▸ What is expected: Set the entries down again exactly; none may be skipped.

▸ The data:
------------------------------------------------

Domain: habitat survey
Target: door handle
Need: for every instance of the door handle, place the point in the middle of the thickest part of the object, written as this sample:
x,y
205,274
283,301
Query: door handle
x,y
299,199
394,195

------------------------------------------------

▸ Exercise output:
Domain: habitat survey
Target: door handle
Need: for every instance of the door handle, place the point in the middle of the thickest part of the object, written as this sample:
x,y
205,274
283,301
Query: door handle
x,y
299,199
394,195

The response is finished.